• **Directions**
Extract every line of the rows below word for word, omitting the pictures.

• **Records for the exercise**
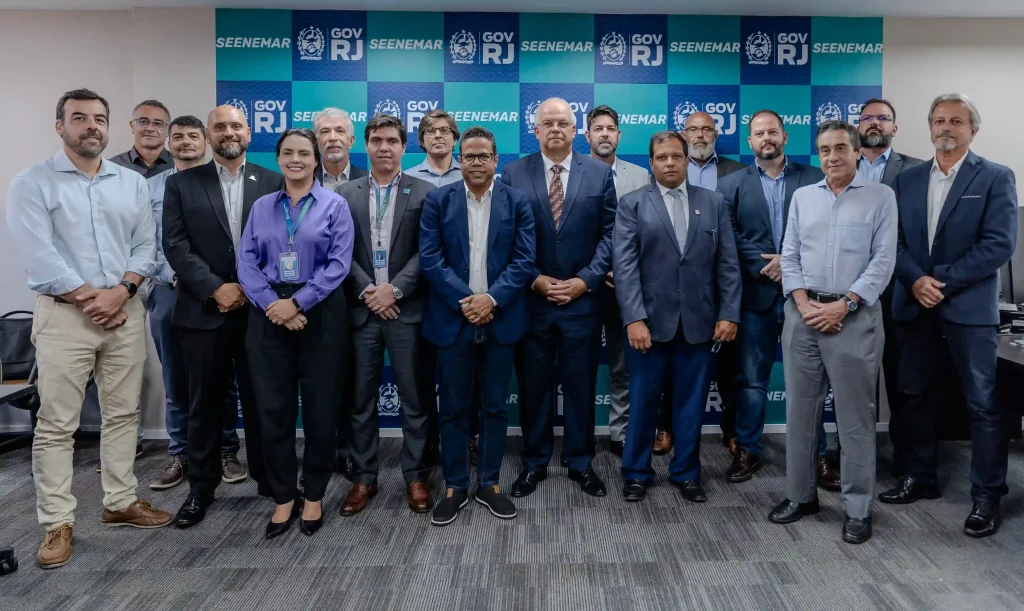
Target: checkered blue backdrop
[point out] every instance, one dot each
(281, 67)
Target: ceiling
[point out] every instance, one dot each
(923, 8)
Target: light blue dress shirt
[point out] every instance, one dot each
(774, 189)
(425, 172)
(872, 171)
(71, 230)
(841, 244)
(706, 176)
(158, 183)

• **Result below**
Target: checkered blue backdrop
[point out] every instance, one dot each
(281, 67)
Target: ceiling
[point out] every instance, one dot each
(923, 8)
Target: light blue dress shirt
[point out] every instance, one dot each
(774, 189)
(425, 172)
(872, 171)
(71, 230)
(841, 244)
(706, 176)
(158, 183)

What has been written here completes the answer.